Repeat nothing but the lines below running from the one containing "shadow in the photo above." to the one containing "point(358, 373)". Keep both end lines.
<<<<
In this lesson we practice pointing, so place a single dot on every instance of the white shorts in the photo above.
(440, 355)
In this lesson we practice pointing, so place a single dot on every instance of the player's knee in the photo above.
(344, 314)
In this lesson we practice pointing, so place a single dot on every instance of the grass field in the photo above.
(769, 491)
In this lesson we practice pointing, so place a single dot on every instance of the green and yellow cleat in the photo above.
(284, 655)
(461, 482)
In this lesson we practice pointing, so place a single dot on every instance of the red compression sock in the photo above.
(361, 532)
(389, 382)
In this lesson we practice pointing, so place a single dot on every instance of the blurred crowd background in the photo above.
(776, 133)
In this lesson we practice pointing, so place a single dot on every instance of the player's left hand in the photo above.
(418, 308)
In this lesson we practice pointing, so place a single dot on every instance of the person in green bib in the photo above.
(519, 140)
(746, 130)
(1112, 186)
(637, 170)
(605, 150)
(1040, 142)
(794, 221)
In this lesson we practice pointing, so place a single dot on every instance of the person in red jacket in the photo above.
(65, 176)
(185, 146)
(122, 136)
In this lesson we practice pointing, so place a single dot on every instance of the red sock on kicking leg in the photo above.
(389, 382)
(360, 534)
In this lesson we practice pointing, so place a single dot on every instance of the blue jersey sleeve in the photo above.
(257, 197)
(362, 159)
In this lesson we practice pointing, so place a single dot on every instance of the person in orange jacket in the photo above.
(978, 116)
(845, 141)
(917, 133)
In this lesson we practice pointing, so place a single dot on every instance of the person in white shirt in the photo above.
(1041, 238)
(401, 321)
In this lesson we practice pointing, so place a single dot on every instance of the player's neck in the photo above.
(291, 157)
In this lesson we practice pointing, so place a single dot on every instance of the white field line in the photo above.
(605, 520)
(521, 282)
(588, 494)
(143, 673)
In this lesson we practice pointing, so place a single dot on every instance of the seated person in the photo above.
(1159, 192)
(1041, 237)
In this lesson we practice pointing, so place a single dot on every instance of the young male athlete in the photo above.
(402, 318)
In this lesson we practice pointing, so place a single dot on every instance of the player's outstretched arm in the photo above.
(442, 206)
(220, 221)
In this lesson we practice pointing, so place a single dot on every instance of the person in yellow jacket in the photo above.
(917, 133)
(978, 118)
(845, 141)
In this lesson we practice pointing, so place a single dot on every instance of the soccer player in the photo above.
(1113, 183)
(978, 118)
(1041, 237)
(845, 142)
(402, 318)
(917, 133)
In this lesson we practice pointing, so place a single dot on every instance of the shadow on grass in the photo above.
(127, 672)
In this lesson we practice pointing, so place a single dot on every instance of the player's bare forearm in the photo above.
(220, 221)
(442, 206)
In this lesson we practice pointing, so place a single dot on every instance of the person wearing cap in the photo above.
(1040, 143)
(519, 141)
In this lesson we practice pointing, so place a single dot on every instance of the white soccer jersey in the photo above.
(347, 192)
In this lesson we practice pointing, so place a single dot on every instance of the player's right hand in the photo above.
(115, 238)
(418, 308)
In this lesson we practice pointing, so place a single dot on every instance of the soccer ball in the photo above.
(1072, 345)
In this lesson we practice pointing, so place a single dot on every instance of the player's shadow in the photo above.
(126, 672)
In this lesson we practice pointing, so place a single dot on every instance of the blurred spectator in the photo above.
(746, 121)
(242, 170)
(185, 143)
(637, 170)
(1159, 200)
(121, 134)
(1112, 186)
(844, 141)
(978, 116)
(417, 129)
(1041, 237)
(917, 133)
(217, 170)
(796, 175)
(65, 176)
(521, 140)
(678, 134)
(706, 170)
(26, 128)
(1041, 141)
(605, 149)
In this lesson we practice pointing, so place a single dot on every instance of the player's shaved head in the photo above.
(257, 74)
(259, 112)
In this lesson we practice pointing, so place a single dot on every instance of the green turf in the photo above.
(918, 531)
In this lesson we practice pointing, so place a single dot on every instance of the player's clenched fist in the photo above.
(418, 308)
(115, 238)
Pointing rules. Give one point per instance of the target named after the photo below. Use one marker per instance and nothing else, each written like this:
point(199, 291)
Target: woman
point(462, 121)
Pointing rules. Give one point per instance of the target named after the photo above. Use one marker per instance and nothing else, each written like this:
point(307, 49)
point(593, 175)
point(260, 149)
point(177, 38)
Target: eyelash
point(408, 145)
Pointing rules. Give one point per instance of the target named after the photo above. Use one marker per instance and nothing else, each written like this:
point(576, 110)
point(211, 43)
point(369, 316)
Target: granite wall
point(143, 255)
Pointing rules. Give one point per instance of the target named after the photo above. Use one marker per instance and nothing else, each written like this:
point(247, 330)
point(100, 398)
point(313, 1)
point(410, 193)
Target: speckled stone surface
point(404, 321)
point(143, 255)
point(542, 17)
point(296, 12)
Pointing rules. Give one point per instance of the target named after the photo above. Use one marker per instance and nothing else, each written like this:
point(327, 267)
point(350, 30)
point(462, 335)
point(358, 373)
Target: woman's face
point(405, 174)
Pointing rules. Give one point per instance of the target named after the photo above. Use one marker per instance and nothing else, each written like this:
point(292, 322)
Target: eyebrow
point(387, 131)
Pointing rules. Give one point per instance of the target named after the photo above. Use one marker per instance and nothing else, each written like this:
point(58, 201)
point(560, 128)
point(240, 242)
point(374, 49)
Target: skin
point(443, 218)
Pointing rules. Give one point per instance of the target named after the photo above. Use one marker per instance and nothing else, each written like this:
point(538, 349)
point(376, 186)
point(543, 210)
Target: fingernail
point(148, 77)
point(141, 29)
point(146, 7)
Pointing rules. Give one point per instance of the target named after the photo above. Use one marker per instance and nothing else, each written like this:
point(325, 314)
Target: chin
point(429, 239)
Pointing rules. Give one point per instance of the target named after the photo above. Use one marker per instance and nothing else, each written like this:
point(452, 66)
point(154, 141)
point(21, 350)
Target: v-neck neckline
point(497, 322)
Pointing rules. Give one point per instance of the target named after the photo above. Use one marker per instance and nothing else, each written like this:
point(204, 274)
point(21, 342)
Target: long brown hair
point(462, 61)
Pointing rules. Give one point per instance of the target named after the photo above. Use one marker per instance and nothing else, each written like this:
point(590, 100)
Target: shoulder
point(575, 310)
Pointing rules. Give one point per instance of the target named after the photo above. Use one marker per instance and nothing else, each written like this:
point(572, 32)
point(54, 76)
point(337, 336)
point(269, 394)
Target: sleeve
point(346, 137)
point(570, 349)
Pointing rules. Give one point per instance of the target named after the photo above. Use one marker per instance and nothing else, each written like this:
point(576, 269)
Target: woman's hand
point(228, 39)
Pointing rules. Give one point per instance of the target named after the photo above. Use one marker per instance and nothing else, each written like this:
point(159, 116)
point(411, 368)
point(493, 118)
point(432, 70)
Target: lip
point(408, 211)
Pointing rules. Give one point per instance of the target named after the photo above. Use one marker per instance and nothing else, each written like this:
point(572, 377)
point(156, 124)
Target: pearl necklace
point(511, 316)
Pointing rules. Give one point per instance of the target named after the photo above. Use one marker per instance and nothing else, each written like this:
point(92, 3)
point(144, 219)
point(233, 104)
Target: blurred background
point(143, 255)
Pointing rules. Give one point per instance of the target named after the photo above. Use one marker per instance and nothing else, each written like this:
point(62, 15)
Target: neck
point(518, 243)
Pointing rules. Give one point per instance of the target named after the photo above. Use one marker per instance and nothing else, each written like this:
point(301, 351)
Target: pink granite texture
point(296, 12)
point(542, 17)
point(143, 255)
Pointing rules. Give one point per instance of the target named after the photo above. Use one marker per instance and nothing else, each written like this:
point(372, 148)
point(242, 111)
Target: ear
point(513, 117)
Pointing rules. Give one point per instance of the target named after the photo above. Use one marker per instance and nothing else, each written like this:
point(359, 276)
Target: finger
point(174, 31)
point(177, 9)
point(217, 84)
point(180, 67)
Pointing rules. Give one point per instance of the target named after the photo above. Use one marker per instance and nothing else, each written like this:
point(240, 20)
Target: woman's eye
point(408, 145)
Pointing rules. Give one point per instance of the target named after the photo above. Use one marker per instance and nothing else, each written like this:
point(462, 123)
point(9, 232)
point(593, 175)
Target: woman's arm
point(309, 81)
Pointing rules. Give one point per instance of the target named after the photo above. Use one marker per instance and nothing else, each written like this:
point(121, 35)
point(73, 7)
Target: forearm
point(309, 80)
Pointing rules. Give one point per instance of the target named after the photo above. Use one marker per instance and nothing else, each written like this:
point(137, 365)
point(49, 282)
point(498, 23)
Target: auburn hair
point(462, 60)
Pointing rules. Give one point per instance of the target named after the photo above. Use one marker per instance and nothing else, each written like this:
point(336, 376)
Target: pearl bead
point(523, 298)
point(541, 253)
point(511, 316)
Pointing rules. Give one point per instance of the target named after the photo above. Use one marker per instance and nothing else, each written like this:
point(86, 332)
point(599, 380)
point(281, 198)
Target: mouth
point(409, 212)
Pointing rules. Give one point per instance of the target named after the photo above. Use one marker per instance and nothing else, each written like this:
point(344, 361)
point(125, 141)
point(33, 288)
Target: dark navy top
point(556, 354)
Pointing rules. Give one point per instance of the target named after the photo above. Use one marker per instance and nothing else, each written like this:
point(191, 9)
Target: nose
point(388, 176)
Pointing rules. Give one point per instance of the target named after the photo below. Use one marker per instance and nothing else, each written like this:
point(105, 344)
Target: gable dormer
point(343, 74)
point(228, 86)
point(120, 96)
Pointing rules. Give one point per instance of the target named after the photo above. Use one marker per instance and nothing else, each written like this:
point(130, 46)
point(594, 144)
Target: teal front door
>>>>
#### [Answer section]
In this lesson we practice pointing, so place a single dot on every instance of the player's shadow in the photo above.
(126, 672)
In this lesson we practice pointing, so place a single dot on every instance of the blurred spectator in the photo above.
(746, 121)
(242, 170)
(185, 143)
(637, 170)
(1159, 200)
(121, 134)
(1112, 186)
(844, 141)
(978, 116)
(417, 129)
(1041, 237)
(917, 133)
(217, 170)
(796, 175)
(65, 176)
(521, 140)
(678, 134)
(706, 170)
(26, 128)
(1041, 141)
(605, 149)
In this lesson we practice pointing, so place a single dot on every instance of the player's shaved head in the photo above.
(257, 74)
(259, 112)
In this lesson we practice pointing, so place a single dot on every instance of the green turf in the photo above.
(918, 531)
In this lesson we practice pointing, so place a single dot on every instance of the player's clenched fist in the photo above.
(418, 308)
(115, 238)
Pointing rules. Give one point per instance of the target named after the photo below. Use one marker per instance and nothing else, each written like this:
point(199, 291)
Target: woman
point(462, 121)
Pointing rules. Give one point per instance of the target named after the photo above. Use one marker per instance and nothing else, each written like this:
point(307, 49)
point(593, 175)
point(260, 149)
point(177, 38)
Target: eyelash
point(408, 145)
Pointing rules. Give one point per instance of the target named after the photo above. Use one marker per instance and nothing else, each written like this:
point(576, 110)
point(211, 43)
point(369, 316)
Target: granite wall
point(143, 255)
Pointing rules. Give one point per instance of the target named after the photo above. Use one marker per instance and nothing else, each written like this:
point(247, 330)
point(100, 398)
point(313, 1)
point(410, 193)
Target: speckled stone surface
point(404, 321)
point(143, 255)
point(542, 17)
point(296, 12)
Pointing rules. Give one point per instance of the target named after the photo above. Use one marker per instance and nothing else, each written like this:
point(327, 267)
point(350, 30)
point(462, 335)
point(358, 373)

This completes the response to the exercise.